Work to complete →
Starting at the first line of the material below and stopping after the line that includes "the stilt hut?", write the lines out again exactly. Drop any pictures.

(Beginning of Supplied data)

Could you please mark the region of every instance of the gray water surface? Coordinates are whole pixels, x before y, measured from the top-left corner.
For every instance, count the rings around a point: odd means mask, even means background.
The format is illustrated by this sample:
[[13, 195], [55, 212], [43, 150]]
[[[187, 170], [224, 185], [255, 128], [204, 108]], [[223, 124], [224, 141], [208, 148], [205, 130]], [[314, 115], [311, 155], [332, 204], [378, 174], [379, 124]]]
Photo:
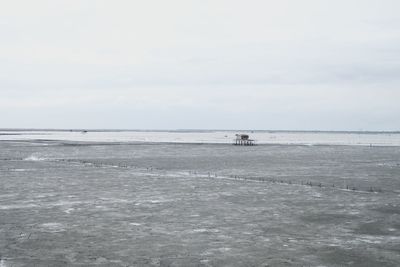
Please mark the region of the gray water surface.
[[399, 266], [400, 147], [0, 142], [0, 266]]

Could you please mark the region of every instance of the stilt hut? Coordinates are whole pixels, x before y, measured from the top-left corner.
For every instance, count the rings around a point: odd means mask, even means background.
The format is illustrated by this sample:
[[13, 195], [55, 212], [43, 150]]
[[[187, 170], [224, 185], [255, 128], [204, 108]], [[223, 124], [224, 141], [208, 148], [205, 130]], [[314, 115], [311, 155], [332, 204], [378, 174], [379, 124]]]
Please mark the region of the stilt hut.
[[235, 146], [254, 146], [255, 140], [250, 139], [248, 134], [236, 134], [236, 139], [233, 140]]

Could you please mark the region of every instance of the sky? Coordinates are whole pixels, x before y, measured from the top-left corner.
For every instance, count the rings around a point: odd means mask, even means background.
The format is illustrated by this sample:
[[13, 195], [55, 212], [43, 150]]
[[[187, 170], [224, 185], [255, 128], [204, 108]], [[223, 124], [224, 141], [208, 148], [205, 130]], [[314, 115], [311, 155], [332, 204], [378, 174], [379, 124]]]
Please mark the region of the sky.
[[0, 1], [0, 128], [400, 130], [399, 10]]

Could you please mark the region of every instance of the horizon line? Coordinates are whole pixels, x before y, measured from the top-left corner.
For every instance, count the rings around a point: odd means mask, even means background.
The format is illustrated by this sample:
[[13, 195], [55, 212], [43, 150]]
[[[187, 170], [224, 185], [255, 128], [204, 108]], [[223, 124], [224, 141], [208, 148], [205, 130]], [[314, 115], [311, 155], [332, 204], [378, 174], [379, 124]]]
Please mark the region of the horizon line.
[[320, 132], [320, 133], [400, 133], [400, 130], [285, 130], [285, 129], [123, 129], [123, 128], [0, 128], [0, 131], [54, 132]]

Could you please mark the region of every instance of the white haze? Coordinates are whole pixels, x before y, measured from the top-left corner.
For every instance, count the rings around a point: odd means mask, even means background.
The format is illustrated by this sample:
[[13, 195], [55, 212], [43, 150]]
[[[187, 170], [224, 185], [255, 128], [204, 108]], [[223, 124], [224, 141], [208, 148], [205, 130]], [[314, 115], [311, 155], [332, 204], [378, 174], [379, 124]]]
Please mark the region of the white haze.
[[0, 128], [399, 130], [399, 1], [3, 1]]

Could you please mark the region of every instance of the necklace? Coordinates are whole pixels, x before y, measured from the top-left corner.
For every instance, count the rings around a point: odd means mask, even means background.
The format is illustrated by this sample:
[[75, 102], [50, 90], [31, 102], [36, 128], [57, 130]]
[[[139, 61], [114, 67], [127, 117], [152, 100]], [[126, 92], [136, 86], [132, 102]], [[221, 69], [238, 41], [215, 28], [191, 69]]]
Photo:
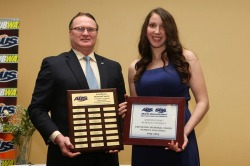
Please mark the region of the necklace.
[[156, 68], [160, 68], [160, 67], [163, 67], [163, 64], [160, 64], [160, 63], [150, 63], [149, 65], [149, 68], [151, 69], [156, 69]]
[[149, 68], [151, 69], [156, 69], [156, 68], [161, 68], [163, 66], [168, 65], [168, 62], [166, 61], [165, 64], [163, 63], [163, 61], [158, 61], [158, 62], [151, 62], [149, 65]]

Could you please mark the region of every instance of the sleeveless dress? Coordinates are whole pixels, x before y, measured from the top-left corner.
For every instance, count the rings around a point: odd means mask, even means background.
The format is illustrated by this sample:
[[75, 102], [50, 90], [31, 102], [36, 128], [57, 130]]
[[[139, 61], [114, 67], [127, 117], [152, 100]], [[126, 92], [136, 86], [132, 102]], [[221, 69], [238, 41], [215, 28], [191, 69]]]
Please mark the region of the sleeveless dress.
[[[191, 116], [188, 109], [189, 86], [183, 84], [173, 64], [146, 70], [135, 83], [138, 96], [185, 97], [185, 123]], [[132, 147], [132, 166], [199, 166], [199, 152], [195, 132], [188, 136], [188, 145], [182, 152], [165, 150], [163, 146]]]

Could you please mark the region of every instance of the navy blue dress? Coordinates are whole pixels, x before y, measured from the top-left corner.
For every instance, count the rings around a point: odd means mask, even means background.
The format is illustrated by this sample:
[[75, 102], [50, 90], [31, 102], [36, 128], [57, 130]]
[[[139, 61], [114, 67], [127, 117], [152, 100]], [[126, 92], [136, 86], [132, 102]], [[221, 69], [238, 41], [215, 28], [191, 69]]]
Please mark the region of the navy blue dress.
[[[136, 82], [138, 96], [185, 97], [185, 122], [191, 116], [188, 109], [189, 86], [183, 84], [171, 63], [164, 68], [146, 70]], [[160, 146], [132, 147], [132, 166], [199, 166], [199, 152], [194, 131], [188, 136], [188, 145], [183, 152], [165, 150]]]

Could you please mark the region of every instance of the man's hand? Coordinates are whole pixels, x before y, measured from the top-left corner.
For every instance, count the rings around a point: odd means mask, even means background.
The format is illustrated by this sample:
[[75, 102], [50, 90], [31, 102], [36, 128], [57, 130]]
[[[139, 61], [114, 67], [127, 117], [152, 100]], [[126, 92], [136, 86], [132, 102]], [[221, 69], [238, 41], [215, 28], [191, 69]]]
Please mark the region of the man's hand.
[[109, 150], [109, 151], [107, 151], [107, 153], [118, 153], [119, 152], [119, 150]]
[[71, 152], [74, 146], [71, 144], [69, 137], [64, 137], [62, 134], [56, 137], [55, 143], [60, 147], [63, 156], [73, 158], [81, 154], [80, 152]]

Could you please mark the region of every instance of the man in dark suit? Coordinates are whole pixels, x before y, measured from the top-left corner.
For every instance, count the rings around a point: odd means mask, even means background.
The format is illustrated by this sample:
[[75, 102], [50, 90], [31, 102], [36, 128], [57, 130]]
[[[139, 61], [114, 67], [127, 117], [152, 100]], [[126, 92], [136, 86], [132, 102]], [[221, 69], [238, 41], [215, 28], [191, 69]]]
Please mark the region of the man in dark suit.
[[[86, 61], [97, 80], [97, 88], [116, 88], [118, 102], [125, 92], [121, 65], [94, 52], [98, 24], [89, 13], [78, 13], [69, 23], [72, 49], [43, 60], [32, 101], [28, 108], [30, 119], [48, 144], [48, 166], [118, 166], [118, 151], [73, 153], [69, 140], [67, 90], [89, 89], [85, 77]], [[48, 114], [50, 112], [50, 115]]]

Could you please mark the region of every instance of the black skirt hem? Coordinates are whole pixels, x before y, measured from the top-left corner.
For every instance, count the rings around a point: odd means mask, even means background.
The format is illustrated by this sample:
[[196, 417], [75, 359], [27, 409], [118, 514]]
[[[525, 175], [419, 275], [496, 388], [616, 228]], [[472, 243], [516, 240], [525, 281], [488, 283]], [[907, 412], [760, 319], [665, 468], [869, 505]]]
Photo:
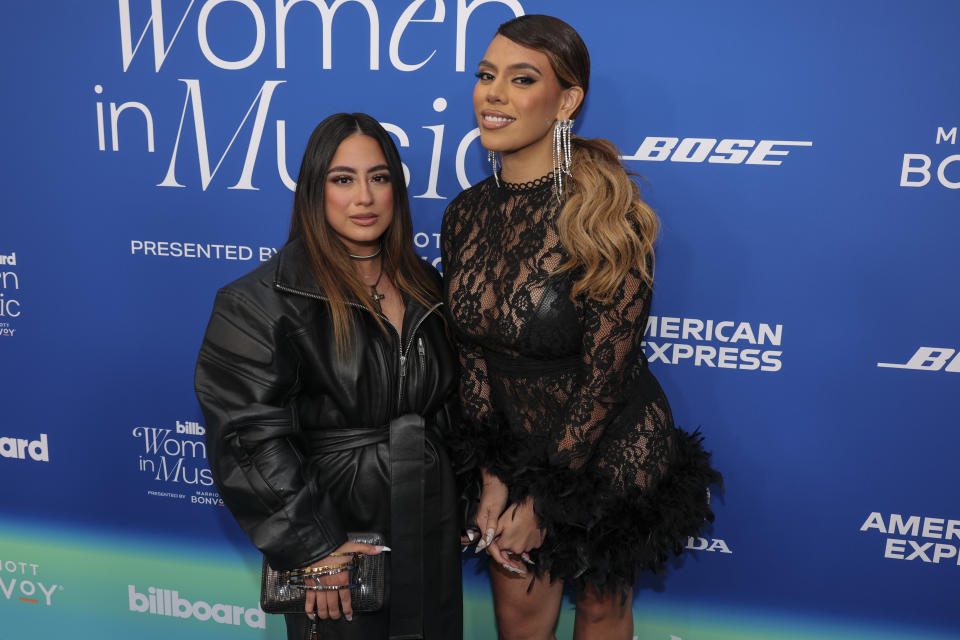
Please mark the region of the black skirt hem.
[[671, 428], [675, 446], [663, 476], [651, 488], [626, 490], [612, 487], [589, 465], [574, 470], [524, 459], [529, 444], [524, 447], [506, 429], [497, 429], [496, 438], [463, 439], [456, 449], [466, 503], [475, 509], [479, 469], [486, 469], [507, 485], [511, 503], [533, 498], [547, 532], [530, 554], [536, 575], [563, 579], [577, 591], [625, 593], [643, 572], [663, 574], [687, 539], [714, 520], [709, 487], [722, 488], [722, 476], [710, 466], [699, 431]]

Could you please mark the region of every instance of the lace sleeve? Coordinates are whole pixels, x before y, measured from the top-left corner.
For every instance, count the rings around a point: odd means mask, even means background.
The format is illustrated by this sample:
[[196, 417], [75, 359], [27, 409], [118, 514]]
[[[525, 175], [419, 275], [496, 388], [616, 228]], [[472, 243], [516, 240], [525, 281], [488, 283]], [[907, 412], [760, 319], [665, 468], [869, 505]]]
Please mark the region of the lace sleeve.
[[490, 425], [490, 381], [479, 347], [457, 343], [460, 356], [460, 406], [463, 418], [475, 430]]
[[551, 464], [582, 467], [619, 408], [631, 398], [629, 376], [642, 358], [640, 342], [650, 289], [631, 270], [610, 303], [584, 302], [580, 379], [570, 400], [569, 420], [556, 431]]

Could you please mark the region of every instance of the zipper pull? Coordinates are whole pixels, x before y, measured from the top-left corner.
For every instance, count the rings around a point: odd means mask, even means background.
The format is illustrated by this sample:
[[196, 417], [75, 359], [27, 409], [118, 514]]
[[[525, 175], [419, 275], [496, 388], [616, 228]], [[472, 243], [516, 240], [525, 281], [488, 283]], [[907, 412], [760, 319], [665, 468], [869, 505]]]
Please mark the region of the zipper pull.
[[400, 379], [407, 375], [407, 356], [400, 354]]
[[420, 356], [420, 371], [424, 371], [427, 368], [427, 352], [423, 348], [423, 338], [417, 337], [417, 355]]

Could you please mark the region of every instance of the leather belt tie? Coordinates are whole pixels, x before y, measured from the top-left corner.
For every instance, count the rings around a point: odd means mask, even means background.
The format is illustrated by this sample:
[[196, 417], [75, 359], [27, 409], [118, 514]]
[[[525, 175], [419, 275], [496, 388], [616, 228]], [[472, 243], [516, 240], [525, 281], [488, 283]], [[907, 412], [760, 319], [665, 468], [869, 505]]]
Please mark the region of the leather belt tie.
[[424, 422], [390, 421], [390, 638], [423, 638]]
[[389, 428], [305, 433], [314, 451], [335, 453], [390, 443], [390, 639], [423, 638], [423, 416], [394, 418]]

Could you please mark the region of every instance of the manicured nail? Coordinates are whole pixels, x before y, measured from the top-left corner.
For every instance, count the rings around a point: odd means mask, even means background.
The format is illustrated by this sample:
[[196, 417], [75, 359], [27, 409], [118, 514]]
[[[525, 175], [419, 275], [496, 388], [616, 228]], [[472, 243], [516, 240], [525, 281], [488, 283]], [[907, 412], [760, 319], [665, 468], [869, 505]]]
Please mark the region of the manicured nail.
[[521, 553], [520, 559], [526, 562], [527, 564], [529, 564], [530, 566], [533, 566], [534, 564], [536, 564], [533, 560], [530, 559], [529, 553]]
[[503, 563], [503, 564], [500, 565], [500, 566], [503, 567], [504, 569], [506, 569], [507, 571], [512, 571], [513, 573], [519, 573], [519, 574], [522, 575], [522, 576], [527, 575], [527, 572], [526, 572], [526, 571], [522, 571], [522, 570], [520, 570], [520, 569], [517, 569], [516, 567], [510, 566], [510, 565], [507, 564], [507, 563]]
[[469, 529], [467, 530], [467, 540], [469, 540], [470, 542], [473, 542], [473, 539], [476, 537], [477, 537], [477, 534], [475, 534], [472, 530], [469, 530]]
[[377, 551], [393, 551], [393, 549], [391, 549], [390, 547], [385, 547], [385, 546], [383, 546], [382, 544], [381, 544], [381, 545], [377, 545], [376, 549], [377, 549]]
[[487, 529], [487, 535], [485, 535], [485, 536], [483, 537], [483, 540], [481, 540], [480, 542], [477, 543], [477, 550], [476, 550], [474, 553], [480, 553], [481, 551], [483, 551], [484, 549], [486, 549], [487, 546], [488, 546], [491, 542], [493, 542], [493, 534], [495, 534], [496, 532], [497, 532], [496, 529], [492, 529], [492, 528], [491, 528], [491, 529]]
[[345, 613], [345, 614], [343, 614], [343, 617], [347, 619], [347, 622], [353, 622], [353, 614], [352, 614], [352, 613]]
[[310, 618], [311, 620], [315, 620], [316, 617], [317, 617], [317, 614], [315, 614], [315, 613], [308, 613], [308, 614], [307, 614], [307, 617]]

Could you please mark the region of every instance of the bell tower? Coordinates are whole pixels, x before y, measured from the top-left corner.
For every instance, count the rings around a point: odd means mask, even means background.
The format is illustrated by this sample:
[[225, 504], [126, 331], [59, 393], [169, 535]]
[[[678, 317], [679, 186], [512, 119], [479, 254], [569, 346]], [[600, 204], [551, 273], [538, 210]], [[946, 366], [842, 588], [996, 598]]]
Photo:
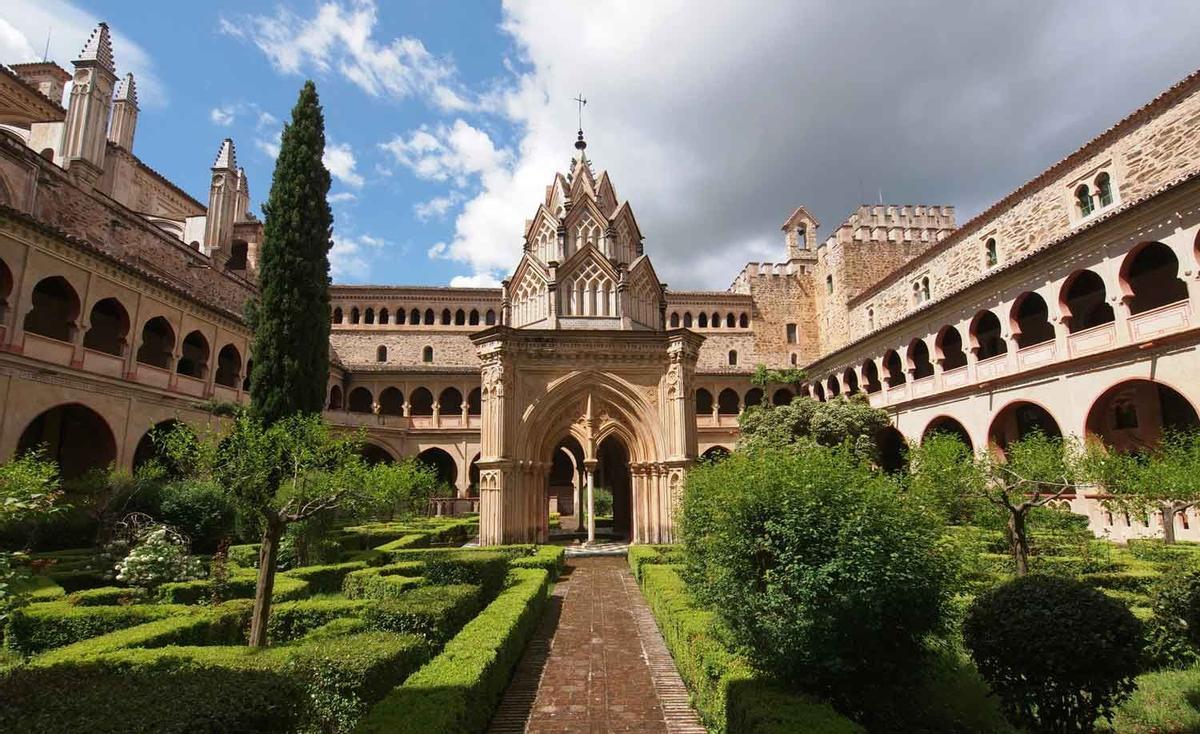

(End of Supplied data)

Answer to the problem →
Could you please mark the region of every instance of the gray water surface? Coordinates are whole pixels, x before y, measured from the top-left corner.
For every instance, count the rings around a point: odd means mask, even means background.
The format is illustrated by this sample:
[[13, 195], [55, 212], [43, 150]]
[[[187, 170], [224, 185], [255, 128], [204, 108]], [[223, 124], [224, 141], [208, 148], [205, 130]], [[314, 115], [311, 155], [332, 204], [378, 174], [379, 124]]]
Photo:
Please mark the region of the gray water surface.
[[399, 266], [400, 147], [0, 142], [0, 266]]

Could you please mark the region of every instance of the stilt hut? Coordinates are whole pixels, x before y, measured from the top-left corner.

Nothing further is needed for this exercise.